● Exercise materials:
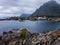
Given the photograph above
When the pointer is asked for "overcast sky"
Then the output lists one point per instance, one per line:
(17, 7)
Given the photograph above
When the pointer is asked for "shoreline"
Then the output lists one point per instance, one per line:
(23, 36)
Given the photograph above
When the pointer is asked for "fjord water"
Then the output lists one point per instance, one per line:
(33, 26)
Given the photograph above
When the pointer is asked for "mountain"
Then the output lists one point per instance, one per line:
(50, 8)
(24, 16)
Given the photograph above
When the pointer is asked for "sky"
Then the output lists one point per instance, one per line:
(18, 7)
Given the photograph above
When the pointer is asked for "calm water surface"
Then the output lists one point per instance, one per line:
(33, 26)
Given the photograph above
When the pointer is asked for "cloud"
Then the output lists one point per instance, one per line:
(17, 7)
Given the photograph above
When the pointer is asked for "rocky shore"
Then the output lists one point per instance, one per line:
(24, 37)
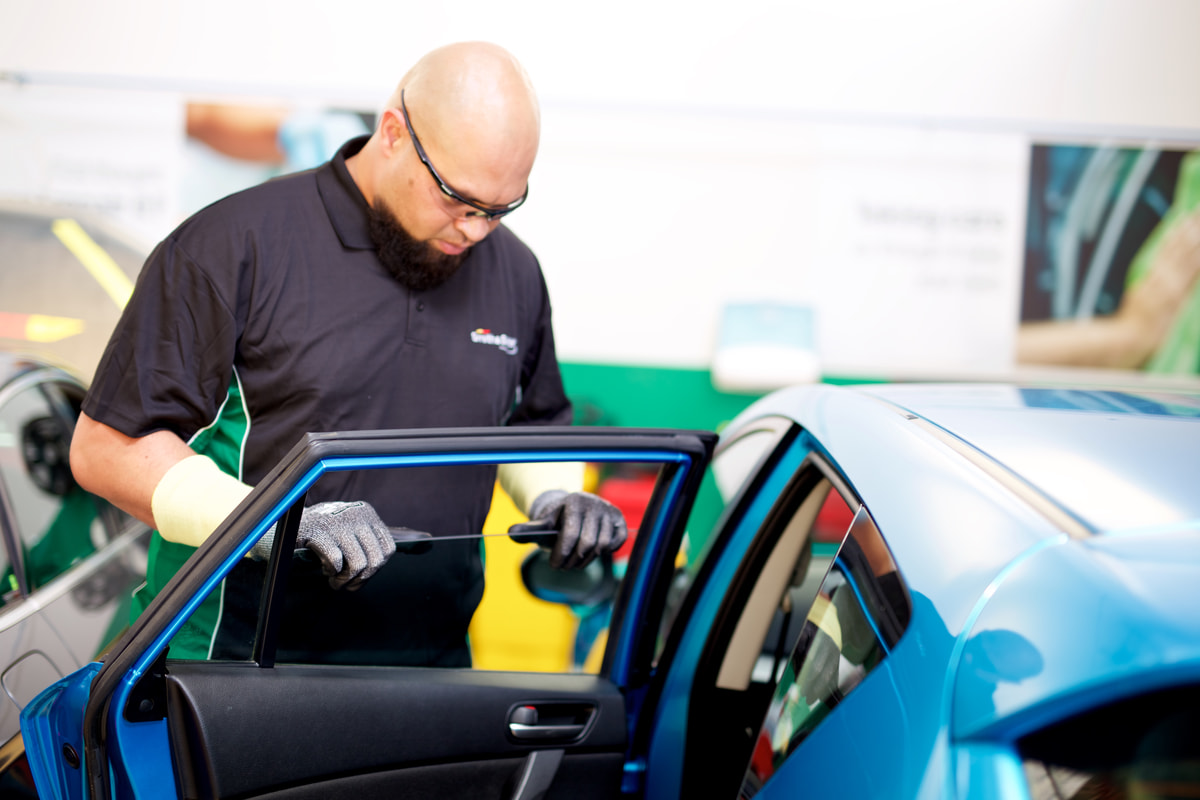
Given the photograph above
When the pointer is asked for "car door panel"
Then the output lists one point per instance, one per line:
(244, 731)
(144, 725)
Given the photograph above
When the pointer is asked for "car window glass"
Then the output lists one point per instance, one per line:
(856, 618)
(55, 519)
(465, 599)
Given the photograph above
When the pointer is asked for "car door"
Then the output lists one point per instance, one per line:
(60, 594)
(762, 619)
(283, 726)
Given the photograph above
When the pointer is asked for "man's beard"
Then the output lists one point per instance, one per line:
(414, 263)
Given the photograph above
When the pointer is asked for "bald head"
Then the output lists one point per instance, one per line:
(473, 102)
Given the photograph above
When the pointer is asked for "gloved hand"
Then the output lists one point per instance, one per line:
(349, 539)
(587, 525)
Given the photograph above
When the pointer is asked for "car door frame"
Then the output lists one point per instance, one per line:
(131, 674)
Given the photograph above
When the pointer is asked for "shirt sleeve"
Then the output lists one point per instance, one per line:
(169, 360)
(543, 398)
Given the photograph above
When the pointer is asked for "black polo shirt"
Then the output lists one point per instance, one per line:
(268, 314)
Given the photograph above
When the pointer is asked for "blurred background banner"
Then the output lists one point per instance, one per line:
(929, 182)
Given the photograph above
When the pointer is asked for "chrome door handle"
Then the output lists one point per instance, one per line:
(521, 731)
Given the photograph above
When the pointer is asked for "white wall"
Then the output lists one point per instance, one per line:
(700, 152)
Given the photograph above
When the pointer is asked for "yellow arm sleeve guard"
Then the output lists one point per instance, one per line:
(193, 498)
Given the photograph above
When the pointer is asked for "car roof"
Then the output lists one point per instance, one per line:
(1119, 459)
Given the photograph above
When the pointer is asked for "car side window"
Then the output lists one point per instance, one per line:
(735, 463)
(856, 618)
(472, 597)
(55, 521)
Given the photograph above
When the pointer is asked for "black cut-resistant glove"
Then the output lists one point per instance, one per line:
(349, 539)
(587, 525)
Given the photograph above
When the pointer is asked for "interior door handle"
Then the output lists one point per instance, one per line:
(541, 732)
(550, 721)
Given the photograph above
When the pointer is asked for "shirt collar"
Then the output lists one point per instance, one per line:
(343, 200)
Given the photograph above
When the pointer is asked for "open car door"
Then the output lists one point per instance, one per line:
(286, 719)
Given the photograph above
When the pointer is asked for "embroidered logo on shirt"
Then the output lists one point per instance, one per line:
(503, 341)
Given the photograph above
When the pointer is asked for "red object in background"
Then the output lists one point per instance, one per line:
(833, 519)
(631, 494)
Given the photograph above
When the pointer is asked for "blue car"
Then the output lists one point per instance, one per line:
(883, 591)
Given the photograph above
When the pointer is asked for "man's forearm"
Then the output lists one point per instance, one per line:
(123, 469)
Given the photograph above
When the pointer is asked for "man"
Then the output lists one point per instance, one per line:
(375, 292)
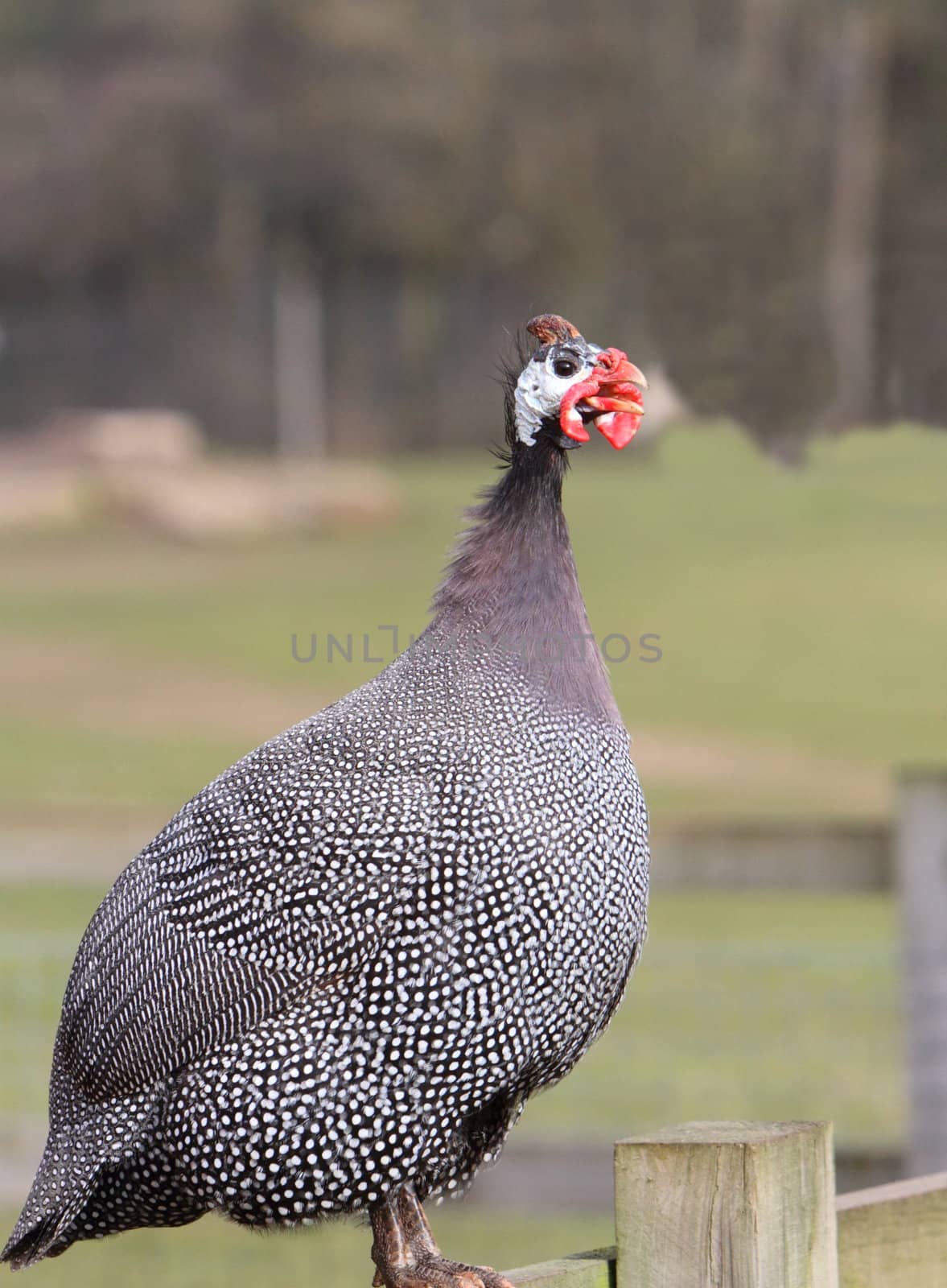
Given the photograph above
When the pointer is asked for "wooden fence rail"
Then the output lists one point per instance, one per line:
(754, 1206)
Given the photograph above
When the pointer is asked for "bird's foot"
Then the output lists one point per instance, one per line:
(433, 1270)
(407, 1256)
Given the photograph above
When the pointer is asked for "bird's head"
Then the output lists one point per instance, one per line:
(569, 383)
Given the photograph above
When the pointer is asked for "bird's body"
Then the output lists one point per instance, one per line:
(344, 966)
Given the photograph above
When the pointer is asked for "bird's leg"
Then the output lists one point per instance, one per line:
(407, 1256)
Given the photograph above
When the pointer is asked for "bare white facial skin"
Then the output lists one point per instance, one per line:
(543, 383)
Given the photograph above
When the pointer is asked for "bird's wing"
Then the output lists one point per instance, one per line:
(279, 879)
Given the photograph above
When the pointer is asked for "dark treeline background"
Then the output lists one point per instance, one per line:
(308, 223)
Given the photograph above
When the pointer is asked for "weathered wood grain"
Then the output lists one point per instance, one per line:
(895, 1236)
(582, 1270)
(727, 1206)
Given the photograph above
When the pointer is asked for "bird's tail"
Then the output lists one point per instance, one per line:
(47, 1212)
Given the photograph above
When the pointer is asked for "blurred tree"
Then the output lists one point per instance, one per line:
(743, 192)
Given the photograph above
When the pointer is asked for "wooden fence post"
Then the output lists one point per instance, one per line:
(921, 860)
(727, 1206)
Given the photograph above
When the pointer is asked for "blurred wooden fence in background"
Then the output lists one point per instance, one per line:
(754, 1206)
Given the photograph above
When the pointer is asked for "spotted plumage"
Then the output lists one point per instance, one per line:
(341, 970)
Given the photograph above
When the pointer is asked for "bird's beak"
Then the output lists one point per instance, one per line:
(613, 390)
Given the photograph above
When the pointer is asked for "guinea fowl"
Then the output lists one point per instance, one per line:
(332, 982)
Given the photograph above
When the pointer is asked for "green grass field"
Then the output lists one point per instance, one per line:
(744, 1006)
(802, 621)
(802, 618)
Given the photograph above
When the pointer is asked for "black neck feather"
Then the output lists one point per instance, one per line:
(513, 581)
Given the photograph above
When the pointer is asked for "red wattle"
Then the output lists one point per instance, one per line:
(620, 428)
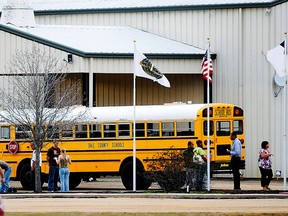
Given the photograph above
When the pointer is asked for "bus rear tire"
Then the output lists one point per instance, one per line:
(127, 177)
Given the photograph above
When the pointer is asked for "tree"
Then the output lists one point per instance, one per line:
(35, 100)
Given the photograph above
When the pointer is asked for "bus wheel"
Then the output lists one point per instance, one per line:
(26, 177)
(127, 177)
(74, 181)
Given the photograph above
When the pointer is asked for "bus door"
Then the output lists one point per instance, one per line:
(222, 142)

--

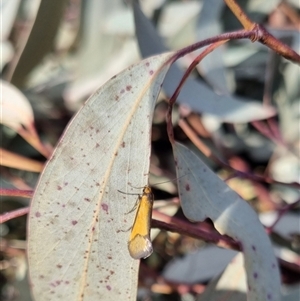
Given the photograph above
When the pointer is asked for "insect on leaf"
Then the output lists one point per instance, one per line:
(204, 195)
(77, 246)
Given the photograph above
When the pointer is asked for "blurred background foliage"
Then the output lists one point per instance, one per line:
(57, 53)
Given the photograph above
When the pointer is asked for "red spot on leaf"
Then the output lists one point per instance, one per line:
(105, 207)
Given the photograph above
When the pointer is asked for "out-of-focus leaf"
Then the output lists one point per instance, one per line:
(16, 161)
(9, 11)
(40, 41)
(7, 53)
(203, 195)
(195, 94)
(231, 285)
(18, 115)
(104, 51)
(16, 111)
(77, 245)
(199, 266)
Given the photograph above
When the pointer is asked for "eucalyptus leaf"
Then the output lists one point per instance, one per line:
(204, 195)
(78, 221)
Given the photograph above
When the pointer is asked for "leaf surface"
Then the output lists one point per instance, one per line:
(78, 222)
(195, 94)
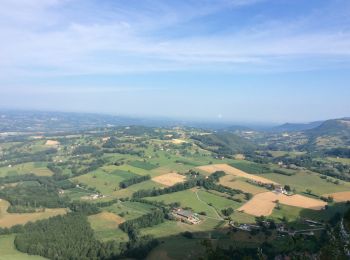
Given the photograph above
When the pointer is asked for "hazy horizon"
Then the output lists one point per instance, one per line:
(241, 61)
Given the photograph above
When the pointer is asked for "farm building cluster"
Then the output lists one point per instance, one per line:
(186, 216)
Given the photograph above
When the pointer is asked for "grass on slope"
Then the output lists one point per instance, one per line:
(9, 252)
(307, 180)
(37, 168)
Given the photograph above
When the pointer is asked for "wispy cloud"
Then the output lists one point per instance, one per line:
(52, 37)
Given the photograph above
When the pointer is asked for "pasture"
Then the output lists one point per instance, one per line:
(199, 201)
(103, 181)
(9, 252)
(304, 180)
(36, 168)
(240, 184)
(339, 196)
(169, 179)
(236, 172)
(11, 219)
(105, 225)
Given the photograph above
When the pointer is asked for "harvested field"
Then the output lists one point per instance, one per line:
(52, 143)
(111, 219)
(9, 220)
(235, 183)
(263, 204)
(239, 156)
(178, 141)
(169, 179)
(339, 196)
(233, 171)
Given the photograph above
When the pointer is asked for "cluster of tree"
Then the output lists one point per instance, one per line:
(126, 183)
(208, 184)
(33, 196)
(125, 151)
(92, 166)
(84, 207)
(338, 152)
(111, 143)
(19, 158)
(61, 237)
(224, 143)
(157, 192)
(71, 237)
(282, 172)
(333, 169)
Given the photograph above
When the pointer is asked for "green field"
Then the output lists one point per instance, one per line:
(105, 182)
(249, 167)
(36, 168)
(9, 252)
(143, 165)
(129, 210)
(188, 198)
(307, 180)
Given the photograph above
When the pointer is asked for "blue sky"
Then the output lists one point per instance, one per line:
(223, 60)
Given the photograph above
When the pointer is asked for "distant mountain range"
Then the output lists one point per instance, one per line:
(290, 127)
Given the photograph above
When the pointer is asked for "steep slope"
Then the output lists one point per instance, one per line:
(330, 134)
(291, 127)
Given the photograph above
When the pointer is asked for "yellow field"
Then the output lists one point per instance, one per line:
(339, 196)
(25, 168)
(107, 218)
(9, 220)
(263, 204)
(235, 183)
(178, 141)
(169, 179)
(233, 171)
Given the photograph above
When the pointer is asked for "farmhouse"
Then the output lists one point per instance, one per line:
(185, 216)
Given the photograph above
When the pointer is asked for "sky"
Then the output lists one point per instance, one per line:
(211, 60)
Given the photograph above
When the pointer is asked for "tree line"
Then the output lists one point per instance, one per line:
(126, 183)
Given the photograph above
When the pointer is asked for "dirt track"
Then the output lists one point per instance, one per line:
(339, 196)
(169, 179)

* * *

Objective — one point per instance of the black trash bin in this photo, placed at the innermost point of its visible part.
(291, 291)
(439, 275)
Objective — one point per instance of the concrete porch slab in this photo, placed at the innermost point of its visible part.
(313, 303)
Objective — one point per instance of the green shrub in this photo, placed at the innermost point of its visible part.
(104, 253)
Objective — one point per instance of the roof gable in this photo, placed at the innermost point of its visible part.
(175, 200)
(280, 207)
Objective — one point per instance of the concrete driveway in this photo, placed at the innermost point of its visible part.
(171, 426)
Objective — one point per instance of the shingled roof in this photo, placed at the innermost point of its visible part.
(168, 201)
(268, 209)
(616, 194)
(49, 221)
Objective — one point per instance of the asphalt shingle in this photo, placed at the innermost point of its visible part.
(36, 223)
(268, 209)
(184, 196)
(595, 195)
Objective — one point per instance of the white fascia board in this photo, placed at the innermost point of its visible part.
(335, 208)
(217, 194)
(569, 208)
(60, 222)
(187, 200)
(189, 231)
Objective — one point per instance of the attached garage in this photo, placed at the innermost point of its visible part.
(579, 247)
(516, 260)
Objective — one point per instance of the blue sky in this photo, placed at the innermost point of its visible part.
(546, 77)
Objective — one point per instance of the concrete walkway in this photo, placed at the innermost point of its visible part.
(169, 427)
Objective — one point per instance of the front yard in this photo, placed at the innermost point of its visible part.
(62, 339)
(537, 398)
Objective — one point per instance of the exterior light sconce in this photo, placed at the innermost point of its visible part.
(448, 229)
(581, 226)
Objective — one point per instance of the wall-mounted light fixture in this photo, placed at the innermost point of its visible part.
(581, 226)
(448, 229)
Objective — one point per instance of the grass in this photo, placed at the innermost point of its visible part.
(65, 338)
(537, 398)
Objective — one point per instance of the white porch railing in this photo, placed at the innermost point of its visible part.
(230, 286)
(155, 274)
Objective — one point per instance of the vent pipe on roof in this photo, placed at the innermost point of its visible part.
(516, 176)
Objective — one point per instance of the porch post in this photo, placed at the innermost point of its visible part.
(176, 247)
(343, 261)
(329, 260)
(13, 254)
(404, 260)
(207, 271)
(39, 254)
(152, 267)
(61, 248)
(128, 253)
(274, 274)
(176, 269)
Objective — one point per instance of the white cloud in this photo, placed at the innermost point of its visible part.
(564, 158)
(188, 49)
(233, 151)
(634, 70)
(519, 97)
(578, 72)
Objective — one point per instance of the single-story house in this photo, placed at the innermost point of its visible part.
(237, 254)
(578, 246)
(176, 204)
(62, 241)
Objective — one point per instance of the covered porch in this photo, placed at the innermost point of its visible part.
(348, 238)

● What you need to do:
Wherever the string "leaf" occurs in the records above, copy that line.

● Answer:
When the pointer is asked for "insect on leaf"
When the pointer is asked for "red spot on leaf"
When the pointer is asked for "out-of-focus leaf"
When the pointer is asked for "eucalyptus leaf"
When the pointer is asked for "leaf surface"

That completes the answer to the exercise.